(Saved data entries)
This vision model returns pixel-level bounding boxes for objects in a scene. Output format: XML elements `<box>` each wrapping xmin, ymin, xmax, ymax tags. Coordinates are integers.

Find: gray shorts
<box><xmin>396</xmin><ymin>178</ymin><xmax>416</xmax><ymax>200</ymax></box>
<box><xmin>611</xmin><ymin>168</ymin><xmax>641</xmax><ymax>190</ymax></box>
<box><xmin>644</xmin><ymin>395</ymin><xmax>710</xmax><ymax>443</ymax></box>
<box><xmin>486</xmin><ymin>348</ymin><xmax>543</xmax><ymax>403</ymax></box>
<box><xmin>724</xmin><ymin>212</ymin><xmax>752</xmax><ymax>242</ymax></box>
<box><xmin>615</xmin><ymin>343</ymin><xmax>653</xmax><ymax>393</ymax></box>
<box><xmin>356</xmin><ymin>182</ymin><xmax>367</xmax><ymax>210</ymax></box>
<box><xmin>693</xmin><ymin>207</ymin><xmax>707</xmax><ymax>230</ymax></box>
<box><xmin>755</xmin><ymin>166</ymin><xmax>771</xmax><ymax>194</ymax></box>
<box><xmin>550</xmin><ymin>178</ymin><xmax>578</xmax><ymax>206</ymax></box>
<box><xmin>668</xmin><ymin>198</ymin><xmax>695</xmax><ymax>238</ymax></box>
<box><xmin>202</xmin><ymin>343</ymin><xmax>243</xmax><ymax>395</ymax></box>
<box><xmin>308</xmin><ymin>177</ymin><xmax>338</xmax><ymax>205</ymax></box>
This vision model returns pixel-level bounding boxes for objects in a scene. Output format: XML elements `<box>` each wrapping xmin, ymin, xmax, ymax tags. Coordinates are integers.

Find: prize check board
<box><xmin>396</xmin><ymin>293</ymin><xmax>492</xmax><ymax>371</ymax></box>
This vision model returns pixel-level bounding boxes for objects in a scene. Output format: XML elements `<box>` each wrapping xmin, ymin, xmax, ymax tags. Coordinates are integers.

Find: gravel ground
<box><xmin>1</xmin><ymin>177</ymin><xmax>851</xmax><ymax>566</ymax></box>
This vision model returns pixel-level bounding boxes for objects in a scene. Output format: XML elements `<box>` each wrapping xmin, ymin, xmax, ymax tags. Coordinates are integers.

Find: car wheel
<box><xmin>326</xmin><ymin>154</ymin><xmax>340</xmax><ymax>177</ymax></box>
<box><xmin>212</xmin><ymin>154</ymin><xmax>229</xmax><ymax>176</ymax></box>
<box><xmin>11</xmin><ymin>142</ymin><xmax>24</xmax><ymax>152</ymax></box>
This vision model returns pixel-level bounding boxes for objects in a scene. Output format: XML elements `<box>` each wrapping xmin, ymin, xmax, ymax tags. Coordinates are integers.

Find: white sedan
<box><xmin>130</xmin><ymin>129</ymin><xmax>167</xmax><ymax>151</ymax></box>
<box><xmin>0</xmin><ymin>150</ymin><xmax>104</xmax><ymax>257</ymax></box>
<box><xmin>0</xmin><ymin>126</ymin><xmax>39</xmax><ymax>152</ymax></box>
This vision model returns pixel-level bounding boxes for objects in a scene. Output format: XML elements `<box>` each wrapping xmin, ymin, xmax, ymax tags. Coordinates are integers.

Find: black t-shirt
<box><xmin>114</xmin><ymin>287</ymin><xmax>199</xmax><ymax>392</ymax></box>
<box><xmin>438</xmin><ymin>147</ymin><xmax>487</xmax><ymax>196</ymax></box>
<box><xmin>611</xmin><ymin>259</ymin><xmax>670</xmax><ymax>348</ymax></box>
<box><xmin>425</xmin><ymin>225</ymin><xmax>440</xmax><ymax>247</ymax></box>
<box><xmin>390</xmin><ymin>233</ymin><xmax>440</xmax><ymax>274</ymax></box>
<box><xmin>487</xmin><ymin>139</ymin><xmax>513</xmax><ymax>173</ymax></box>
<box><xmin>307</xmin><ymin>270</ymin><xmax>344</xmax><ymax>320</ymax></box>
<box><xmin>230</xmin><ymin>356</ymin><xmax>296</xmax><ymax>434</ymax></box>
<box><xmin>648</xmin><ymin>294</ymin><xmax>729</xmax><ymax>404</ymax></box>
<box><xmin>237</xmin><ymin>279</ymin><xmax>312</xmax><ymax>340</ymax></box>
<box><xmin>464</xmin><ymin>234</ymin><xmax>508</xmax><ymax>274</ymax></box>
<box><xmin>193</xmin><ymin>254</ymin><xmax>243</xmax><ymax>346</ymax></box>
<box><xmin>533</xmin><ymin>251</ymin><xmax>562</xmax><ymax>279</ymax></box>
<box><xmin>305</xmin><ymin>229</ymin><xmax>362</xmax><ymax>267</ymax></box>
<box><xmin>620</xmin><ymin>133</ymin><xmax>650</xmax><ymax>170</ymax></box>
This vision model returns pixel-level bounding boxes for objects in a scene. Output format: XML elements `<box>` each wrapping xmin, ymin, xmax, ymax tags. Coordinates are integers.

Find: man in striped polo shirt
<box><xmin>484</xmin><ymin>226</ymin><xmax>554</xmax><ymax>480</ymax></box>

● **What this task involves**
Please transcribe each entry exactly, keeping every word as it is.

● **The completed task**
This vision model returns pixel-level bounding boxes for objects in a scene. Output format: XML elements `<box>` each wrapping xmin, ymin, xmax, ymax tags. Coordinates are integers.

Find: gray shorts
<box><xmin>396</xmin><ymin>178</ymin><xmax>416</xmax><ymax>200</ymax></box>
<box><xmin>611</xmin><ymin>168</ymin><xmax>641</xmax><ymax>190</ymax></box>
<box><xmin>644</xmin><ymin>395</ymin><xmax>710</xmax><ymax>443</ymax></box>
<box><xmin>486</xmin><ymin>348</ymin><xmax>543</xmax><ymax>403</ymax></box>
<box><xmin>724</xmin><ymin>212</ymin><xmax>752</xmax><ymax>242</ymax></box>
<box><xmin>615</xmin><ymin>343</ymin><xmax>653</xmax><ymax>393</ymax></box>
<box><xmin>356</xmin><ymin>182</ymin><xmax>367</xmax><ymax>210</ymax></box>
<box><xmin>693</xmin><ymin>207</ymin><xmax>707</xmax><ymax>230</ymax></box>
<box><xmin>755</xmin><ymin>166</ymin><xmax>771</xmax><ymax>194</ymax></box>
<box><xmin>550</xmin><ymin>178</ymin><xmax>578</xmax><ymax>206</ymax></box>
<box><xmin>668</xmin><ymin>198</ymin><xmax>695</xmax><ymax>238</ymax></box>
<box><xmin>202</xmin><ymin>343</ymin><xmax>243</xmax><ymax>395</ymax></box>
<box><xmin>308</xmin><ymin>177</ymin><xmax>338</xmax><ymax>205</ymax></box>
This vision model returns pixel-level bounding boxes for objects in a scene. Output format: XML elements `<box>` each wrapping xmin, ymin, xmax, ymax tags. Coordinates are integers.

Find: prize check board
<box><xmin>396</xmin><ymin>293</ymin><xmax>492</xmax><ymax>371</ymax></box>
This vision model returns pixel-level bounding boxes for objects in a scene. Output format: XML elements `<box>` each wrapping xmin, ymin, xmax, ymax tags. Coordinates are integers.

Find: gravel ground
<box><xmin>1</xmin><ymin>177</ymin><xmax>851</xmax><ymax>566</ymax></box>
This vision model returns pixel-level bounding boxes for objects in a scene. Output format: XML elements `<box>` each wrapping xmin, ymin, xmax, ymax tags. Coordinates are integers.

Find: car wheel
<box><xmin>326</xmin><ymin>154</ymin><xmax>340</xmax><ymax>177</ymax></box>
<box><xmin>212</xmin><ymin>154</ymin><xmax>229</xmax><ymax>176</ymax></box>
<box><xmin>11</xmin><ymin>142</ymin><xmax>24</xmax><ymax>152</ymax></box>
This vision model returns pixel-level bounding boxes for objects in a scene. Output format: XML elements `<box>` each wrapping xmin, ymin, xmax, ymax tags. Coordinates are integers.

Find: white sedan
<box><xmin>130</xmin><ymin>129</ymin><xmax>167</xmax><ymax>151</ymax></box>
<box><xmin>0</xmin><ymin>150</ymin><xmax>104</xmax><ymax>257</ymax></box>
<box><xmin>0</xmin><ymin>126</ymin><xmax>39</xmax><ymax>152</ymax></box>
This vision model returns pixel-level bounding boxes for objects in a scene. Output format: XML elements `<box>` each wrapping xmin, ymin, xmax, ymax tags. Coordinates are integers.

Find: black t-shirt
<box><xmin>114</xmin><ymin>287</ymin><xmax>199</xmax><ymax>392</ymax></box>
<box><xmin>438</xmin><ymin>147</ymin><xmax>487</xmax><ymax>196</ymax></box>
<box><xmin>611</xmin><ymin>259</ymin><xmax>670</xmax><ymax>348</ymax></box>
<box><xmin>425</xmin><ymin>225</ymin><xmax>440</xmax><ymax>247</ymax></box>
<box><xmin>390</xmin><ymin>233</ymin><xmax>440</xmax><ymax>274</ymax></box>
<box><xmin>487</xmin><ymin>139</ymin><xmax>513</xmax><ymax>173</ymax></box>
<box><xmin>307</xmin><ymin>270</ymin><xmax>344</xmax><ymax>320</ymax></box>
<box><xmin>230</xmin><ymin>356</ymin><xmax>296</xmax><ymax>434</ymax></box>
<box><xmin>648</xmin><ymin>294</ymin><xmax>729</xmax><ymax>404</ymax></box>
<box><xmin>237</xmin><ymin>279</ymin><xmax>312</xmax><ymax>340</ymax></box>
<box><xmin>464</xmin><ymin>234</ymin><xmax>508</xmax><ymax>274</ymax></box>
<box><xmin>193</xmin><ymin>254</ymin><xmax>243</xmax><ymax>346</ymax></box>
<box><xmin>533</xmin><ymin>251</ymin><xmax>562</xmax><ymax>279</ymax></box>
<box><xmin>305</xmin><ymin>229</ymin><xmax>362</xmax><ymax>267</ymax></box>
<box><xmin>620</xmin><ymin>133</ymin><xmax>650</xmax><ymax>170</ymax></box>
This vision model returns pixel-level bounding boxes for objects in a scene. Output format: XML elements `<box>` each wrapping xmin, ymin, xmax, ymax tags. Coordinates are integers.

Find: man in striped polo shirt
<box><xmin>484</xmin><ymin>226</ymin><xmax>554</xmax><ymax>480</ymax></box>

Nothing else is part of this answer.